▸ **TASK**
Reproduce the records below verbatim, starting at the beginning of the records and ending at the line that contains "[[312, 581]]".
** START OF INPUT DATA **
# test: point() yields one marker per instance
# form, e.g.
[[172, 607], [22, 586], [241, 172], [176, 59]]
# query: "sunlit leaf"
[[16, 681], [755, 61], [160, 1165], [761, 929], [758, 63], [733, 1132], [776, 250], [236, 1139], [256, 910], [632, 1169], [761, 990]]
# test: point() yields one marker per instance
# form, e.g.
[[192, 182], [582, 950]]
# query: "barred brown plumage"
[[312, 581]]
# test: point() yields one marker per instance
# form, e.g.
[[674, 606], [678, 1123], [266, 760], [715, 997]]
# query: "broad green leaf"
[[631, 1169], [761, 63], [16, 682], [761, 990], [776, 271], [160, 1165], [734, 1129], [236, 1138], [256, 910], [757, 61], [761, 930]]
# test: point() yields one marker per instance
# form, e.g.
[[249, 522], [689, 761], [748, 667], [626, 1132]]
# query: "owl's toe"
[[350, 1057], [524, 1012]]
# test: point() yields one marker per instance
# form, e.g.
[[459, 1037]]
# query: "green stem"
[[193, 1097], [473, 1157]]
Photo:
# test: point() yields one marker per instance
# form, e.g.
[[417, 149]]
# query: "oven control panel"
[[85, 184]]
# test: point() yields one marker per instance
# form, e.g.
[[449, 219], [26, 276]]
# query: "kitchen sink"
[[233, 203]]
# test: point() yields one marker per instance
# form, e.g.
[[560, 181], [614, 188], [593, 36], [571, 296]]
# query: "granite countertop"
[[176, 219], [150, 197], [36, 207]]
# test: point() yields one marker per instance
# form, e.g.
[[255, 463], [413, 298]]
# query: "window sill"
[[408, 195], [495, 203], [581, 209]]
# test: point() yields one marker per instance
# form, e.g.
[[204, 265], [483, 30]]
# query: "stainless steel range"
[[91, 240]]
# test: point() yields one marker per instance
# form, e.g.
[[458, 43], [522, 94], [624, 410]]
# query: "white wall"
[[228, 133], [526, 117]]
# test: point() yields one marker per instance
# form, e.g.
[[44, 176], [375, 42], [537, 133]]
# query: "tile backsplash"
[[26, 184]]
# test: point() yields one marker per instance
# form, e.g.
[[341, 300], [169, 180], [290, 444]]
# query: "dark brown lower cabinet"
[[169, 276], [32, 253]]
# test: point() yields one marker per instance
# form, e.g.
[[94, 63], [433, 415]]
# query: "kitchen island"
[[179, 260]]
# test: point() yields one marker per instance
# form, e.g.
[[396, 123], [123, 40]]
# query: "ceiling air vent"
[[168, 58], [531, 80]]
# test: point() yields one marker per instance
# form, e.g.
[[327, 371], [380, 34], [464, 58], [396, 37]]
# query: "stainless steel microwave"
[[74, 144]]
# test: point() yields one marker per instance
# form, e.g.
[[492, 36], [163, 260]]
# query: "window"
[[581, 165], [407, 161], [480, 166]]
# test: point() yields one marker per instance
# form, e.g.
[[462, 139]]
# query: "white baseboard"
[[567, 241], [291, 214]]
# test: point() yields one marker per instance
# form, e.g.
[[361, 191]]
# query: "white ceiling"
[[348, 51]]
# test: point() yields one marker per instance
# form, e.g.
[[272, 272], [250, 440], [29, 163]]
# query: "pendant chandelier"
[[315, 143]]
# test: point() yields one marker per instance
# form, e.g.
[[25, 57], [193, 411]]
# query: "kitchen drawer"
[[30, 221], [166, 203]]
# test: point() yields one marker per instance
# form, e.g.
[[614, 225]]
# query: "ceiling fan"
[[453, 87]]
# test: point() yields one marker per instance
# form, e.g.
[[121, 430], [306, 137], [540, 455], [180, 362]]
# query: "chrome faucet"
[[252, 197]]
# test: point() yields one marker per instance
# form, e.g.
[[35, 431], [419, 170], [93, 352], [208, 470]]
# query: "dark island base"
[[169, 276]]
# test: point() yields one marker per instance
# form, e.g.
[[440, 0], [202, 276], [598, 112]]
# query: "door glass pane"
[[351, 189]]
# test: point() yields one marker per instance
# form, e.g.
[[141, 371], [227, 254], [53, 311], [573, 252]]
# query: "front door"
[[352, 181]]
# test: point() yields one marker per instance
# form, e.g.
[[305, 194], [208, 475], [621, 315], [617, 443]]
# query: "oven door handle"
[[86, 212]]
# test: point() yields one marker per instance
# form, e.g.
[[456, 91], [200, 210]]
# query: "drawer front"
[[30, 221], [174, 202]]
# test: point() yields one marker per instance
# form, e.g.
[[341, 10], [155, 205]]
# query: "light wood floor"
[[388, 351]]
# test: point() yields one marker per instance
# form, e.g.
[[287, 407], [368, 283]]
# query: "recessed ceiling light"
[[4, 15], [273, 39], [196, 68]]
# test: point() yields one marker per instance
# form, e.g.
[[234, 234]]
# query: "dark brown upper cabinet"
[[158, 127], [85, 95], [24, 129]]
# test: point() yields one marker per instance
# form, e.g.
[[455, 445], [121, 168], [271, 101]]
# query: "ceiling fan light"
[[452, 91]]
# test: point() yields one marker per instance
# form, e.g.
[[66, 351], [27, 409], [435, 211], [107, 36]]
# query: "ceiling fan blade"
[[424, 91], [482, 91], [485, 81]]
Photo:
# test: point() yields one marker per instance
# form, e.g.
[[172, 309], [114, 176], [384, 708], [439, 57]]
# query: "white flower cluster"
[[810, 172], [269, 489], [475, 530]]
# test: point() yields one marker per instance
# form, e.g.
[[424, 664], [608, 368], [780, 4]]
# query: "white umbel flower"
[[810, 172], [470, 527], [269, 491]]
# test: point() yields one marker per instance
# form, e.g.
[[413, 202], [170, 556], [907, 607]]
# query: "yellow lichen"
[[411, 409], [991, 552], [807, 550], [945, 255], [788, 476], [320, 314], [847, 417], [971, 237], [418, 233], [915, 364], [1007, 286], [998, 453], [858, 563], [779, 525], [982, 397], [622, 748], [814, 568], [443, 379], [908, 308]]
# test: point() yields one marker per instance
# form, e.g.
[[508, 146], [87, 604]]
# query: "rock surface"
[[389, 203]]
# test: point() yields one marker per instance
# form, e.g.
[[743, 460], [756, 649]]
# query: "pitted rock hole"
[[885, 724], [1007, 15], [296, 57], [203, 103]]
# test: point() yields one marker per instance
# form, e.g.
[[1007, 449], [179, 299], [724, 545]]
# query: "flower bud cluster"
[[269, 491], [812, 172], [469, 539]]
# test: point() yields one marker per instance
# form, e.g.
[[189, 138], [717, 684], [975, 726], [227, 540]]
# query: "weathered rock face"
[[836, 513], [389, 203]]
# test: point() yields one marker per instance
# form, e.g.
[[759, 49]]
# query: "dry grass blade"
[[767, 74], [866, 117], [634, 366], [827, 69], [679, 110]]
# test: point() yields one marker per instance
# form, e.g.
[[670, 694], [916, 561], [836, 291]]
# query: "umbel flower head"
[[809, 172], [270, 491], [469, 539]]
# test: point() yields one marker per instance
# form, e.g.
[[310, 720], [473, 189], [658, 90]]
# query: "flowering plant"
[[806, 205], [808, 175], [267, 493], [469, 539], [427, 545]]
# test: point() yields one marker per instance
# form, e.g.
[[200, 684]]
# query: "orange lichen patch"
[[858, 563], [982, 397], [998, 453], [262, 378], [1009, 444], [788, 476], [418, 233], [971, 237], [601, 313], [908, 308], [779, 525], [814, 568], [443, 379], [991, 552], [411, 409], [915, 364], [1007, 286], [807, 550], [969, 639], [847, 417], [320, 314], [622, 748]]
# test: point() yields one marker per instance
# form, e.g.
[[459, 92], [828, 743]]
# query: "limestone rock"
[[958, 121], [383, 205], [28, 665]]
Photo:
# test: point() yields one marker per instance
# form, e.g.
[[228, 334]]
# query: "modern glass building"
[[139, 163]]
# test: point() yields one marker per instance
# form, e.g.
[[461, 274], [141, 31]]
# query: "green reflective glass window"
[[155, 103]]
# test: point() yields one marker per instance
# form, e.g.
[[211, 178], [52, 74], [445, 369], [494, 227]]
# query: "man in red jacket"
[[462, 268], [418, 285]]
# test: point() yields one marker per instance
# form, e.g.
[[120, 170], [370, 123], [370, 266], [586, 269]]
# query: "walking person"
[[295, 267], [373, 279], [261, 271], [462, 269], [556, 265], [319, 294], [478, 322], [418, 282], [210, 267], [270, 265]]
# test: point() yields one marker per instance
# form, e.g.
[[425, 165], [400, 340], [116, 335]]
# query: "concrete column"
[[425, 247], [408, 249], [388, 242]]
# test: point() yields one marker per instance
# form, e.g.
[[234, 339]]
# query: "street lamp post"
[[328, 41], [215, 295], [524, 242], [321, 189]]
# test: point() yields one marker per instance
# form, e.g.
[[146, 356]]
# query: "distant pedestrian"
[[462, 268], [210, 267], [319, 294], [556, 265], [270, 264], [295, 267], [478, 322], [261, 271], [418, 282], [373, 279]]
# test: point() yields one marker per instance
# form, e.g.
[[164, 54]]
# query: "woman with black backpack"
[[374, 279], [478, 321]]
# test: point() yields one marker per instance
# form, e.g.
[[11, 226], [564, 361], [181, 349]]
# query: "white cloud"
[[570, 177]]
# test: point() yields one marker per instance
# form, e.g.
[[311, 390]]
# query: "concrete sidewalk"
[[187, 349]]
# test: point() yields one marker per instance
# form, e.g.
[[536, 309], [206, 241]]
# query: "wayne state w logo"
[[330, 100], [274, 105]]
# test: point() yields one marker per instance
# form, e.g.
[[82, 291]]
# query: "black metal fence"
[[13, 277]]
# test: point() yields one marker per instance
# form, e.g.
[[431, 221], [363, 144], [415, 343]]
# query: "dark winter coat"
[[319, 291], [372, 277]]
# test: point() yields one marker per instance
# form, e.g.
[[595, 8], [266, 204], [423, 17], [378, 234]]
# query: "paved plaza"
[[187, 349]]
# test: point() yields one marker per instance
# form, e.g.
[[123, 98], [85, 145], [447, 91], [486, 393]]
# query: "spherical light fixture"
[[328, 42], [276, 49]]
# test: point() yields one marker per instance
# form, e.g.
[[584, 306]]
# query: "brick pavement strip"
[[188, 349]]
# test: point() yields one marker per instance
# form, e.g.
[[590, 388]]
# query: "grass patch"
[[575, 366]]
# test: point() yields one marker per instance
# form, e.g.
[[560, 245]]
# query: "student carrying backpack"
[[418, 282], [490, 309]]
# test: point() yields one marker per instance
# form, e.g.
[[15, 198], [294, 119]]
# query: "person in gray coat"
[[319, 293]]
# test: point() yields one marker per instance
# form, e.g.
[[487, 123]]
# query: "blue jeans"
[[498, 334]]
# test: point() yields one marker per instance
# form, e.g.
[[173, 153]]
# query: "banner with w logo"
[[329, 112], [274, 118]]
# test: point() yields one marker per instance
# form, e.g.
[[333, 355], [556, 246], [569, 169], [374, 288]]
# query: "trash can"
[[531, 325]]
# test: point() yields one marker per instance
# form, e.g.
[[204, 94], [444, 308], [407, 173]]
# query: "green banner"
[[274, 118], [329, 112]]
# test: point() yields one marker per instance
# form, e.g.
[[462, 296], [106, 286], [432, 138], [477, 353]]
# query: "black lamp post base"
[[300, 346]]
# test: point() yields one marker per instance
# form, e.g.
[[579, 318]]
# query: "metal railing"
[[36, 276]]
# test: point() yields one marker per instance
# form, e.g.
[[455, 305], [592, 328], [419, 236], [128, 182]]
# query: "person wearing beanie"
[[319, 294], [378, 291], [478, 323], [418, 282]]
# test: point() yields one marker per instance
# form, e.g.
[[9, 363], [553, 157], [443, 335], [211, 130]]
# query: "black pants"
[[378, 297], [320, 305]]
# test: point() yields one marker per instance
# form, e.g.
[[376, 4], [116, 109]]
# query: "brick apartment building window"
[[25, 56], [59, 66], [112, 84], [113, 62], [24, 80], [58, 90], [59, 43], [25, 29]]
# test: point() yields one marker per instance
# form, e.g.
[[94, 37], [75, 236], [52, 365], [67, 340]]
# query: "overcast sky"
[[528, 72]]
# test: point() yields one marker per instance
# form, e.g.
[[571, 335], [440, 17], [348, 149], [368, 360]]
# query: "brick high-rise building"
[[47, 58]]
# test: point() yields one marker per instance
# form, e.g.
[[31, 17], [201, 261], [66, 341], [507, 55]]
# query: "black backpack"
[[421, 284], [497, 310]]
** END OF INPUT DATA **
▸ **RESULT BELOW**
# test: point() yields one marker per instance
# form, e.g.
[[172, 607], [22, 586], [241, 172], [176, 59]]
# query: "sunlit leaf"
[[16, 681], [755, 61], [160, 1165], [761, 929], [758, 63], [733, 1132], [776, 250], [236, 1139], [256, 910], [632, 1169], [761, 990]]
# test: point() yields one marker per instance
# form, e.g.
[[192, 182], [582, 950]]
# query: "barred brown plumage"
[[312, 581]]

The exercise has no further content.